• _What needs to be done_:
Output each line of the material exactly as it stands.

*** Block opens ***

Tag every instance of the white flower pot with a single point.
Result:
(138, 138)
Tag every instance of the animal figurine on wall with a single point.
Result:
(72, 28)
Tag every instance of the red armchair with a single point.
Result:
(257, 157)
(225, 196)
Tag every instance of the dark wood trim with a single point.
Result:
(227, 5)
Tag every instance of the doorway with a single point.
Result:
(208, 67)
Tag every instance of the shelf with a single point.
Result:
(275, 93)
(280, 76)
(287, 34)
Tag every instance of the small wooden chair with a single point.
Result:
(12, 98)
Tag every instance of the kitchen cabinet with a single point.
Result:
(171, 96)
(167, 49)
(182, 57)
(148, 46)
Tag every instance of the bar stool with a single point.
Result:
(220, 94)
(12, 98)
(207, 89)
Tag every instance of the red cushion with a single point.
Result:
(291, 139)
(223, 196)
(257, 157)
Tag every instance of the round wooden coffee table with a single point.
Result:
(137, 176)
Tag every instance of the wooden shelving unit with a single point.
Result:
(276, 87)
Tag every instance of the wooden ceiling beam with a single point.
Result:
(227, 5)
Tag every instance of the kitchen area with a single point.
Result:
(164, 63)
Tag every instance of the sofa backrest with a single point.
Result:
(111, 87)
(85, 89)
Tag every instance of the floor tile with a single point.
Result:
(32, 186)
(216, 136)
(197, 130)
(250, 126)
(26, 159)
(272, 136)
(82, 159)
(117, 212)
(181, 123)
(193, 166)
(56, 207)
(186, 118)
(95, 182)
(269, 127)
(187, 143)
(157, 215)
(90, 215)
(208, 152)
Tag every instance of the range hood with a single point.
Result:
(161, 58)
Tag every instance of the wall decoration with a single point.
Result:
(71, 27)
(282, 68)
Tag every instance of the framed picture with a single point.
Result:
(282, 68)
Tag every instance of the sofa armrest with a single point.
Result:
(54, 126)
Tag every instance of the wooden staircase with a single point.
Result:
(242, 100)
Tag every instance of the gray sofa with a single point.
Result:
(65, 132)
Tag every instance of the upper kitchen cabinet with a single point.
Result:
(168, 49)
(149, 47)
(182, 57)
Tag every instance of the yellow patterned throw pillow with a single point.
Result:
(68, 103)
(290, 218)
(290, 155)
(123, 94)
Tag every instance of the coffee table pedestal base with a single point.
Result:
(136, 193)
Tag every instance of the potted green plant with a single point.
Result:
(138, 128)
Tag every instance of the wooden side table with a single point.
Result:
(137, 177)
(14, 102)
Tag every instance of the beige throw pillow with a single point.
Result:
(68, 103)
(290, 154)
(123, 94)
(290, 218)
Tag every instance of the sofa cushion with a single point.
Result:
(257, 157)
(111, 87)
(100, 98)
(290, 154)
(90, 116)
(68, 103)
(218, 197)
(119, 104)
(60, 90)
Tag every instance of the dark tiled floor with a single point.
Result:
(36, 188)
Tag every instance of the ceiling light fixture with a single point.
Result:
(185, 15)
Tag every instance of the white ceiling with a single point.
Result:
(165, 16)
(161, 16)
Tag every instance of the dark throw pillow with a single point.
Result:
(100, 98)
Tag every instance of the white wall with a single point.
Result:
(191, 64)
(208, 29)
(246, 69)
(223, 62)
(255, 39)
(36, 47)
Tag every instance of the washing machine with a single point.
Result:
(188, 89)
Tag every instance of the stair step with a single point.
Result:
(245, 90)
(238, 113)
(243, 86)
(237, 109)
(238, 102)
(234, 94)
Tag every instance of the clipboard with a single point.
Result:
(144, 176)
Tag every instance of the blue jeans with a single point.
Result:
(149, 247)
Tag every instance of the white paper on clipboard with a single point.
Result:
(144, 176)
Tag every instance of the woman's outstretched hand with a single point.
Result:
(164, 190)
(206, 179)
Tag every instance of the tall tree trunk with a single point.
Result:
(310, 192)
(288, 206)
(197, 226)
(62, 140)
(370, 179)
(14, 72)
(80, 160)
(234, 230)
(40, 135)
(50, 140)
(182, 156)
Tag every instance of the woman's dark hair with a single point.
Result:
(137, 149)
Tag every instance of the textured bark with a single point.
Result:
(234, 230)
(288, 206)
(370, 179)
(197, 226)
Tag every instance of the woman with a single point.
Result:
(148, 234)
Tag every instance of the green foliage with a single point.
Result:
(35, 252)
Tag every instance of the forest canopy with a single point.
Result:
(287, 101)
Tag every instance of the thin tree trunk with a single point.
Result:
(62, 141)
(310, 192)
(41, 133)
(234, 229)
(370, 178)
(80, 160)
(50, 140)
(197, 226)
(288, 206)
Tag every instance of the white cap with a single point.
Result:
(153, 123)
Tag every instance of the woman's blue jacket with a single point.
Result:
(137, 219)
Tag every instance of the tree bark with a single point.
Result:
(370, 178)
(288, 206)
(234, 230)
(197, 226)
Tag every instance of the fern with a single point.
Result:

*** Block closes ***

• _Reply_:
Tag every instance of the white flower pot with a single point.
Result:
(138, 138)
Tag every instance of the animal figurine on wall with a single point.
Result:
(72, 28)
Tag every instance of the red armchair with a single point.
Result:
(257, 157)
(225, 196)
Tag every instance of the dark wood trim with a single point.
Result:
(227, 5)
Tag every instance of the doorway with a single point.
Result:
(208, 67)
Tag every instance of the shelf with a single point.
Result:
(275, 93)
(280, 76)
(287, 34)
Tag every instance of the small wooden chair with a single point.
Result:
(12, 98)
Tag every instance of the kitchen cabinet with a single point.
Result:
(171, 96)
(167, 49)
(182, 57)
(148, 46)
Tag every instance of the bar stool with a single point.
Result:
(220, 94)
(12, 98)
(207, 89)
Tag every instance of the red cushion with a single point.
Result:
(291, 139)
(223, 196)
(257, 157)
Tag every instance of the round wooden coffee table with a single point.
Result:
(137, 176)
Tag every instance of the wooden shelving unit with a single point.
Result:
(276, 87)
Tag every instance of the wooden ceiling beam with a single point.
Result:
(227, 5)
Tag every instance of the kitchen area with a single point.
Result:
(164, 63)
Tag every instance of the sofa backrest with a single point.
Result:
(111, 87)
(85, 89)
Tag every instance of the floor tile with a single point.
Result:
(32, 186)
(216, 136)
(197, 130)
(250, 126)
(26, 159)
(272, 136)
(82, 159)
(117, 212)
(181, 123)
(193, 166)
(56, 207)
(186, 118)
(95, 182)
(269, 127)
(187, 143)
(157, 215)
(90, 215)
(208, 152)
Tag every instance of the range hood with a single point.
Result:
(161, 58)
Tag every instance of the wall decoration with a single point.
Result:
(71, 27)
(282, 68)
Tag every instance of the framed picture with a single point.
Result:
(282, 68)
Tag every instance of the sofa armrest with a single point.
Result:
(54, 126)
Tag every instance of the wooden staircase with a single point.
Result:
(242, 100)
Tag every instance of the gray sofa with a single point.
Result:
(65, 132)
Tag every instance of the upper kitchen cabinet with a single point.
Result:
(168, 49)
(149, 47)
(182, 57)
Tag every instance of the yellow patterned throw pillow with a single point.
Result:
(68, 103)
(290, 218)
(290, 155)
(123, 94)
Tag every instance of the coffee table pedestal base with a single point.
Result:
(136, 193)
Tag every instance of the potted green plant with a single point.
Result:
(138, 128)
Tag every instance of the wooden side table with a single point.
Result:
(137, 177)
(14, 102)
Tag every instance of the beige throw pillow with a single point.
Result:
(68, 103)
(290, 154)
(123, 94)
(290, 218)
Tag every instance of the sofa cushion with a single point.
Result:
(257, 157)
(111, 87)
(100, 98)
(290, 154)
(90, 116)
(68, 103)
(218, 197)
(119, 104)
(60, 90)
Tag every instance of the dark tiled floor with a single point.
Result:
(36, 188)
Tag every instance of the ceiling light fixture with a single point.
Result:
(185, 15)
Tag every instance of the white ceiling with a single point.
Result:
(165, 16)
(161, 16)
Tag every instance of the dark throw pillow with a single point.
Result:
(100, 98)
Tag every instance of the white wall with a single point.
Result:
(191, 64)
(208, 29)
(246, 69)
(223, 62)
(255, 39)
(36, 47)
Tag every instance of the washing machine with a single point.
Result:
(188, 89)
Tag every instance of the stair step with a single point.
Result:
(245, 90)
(238, 113)
(243, 86)
(237, 109)
(238, 102)
(234, 94)
Tag every instance of the clipboard with a single point.
Result:
(144, 176)
Tag every instance of the blue jeans with a single point.
Result:
(149, 247)
Tag every instance of the white paper on clipboard with a single point.
Result:
(144, 176)
Tag every instance of the woman's outstretched hand with a single point.
Result:
(164, 190)
(206, 179)
Tag every instance of the tall tree trunk with a single point.
Result:
(310, 192)
(288, 206)
(197, 226)
(62, 140)
(370, 179)
(14, 72)
(80, 160)
(234, 230)
(40, 135)
(50, 140)
(182, 156)
Tag every instance of the woman's dark hair with a single point.
Result:
(137, 149)
Tag every instance of the textured bark with a single point.
Result:
(234, 230)
(288, 206)
(370, 179)
(197, 226)
Tag every instance of the woman with a single point.
Result:
(148, 234)
Tag every instance of the green foliage with a single point.
Result:
(35, 252)
Tag every instance of the forest canopy with a single point.
Result:
(287, 101)
Tag every instance of the thin tree trunk with a single point.
Result:
(62, 141)
(310, 192)
(41, 133)
(234, 229)
(370, 178)
(80, 160)
(50, 140)
(197, 226)
(288, 206)
Tag every instance of the white cap with a single point.
Result:
(153, 123)
Tag every instance of the woman's blue jacket with a single point.
Result:
(137, 219)
Tag every instance of the tree bark with a single point.
Result:
(370, 178)
(288, 206)
(234, 230)
(197, 226)
Tag every instance of the fern with a single point.
Result:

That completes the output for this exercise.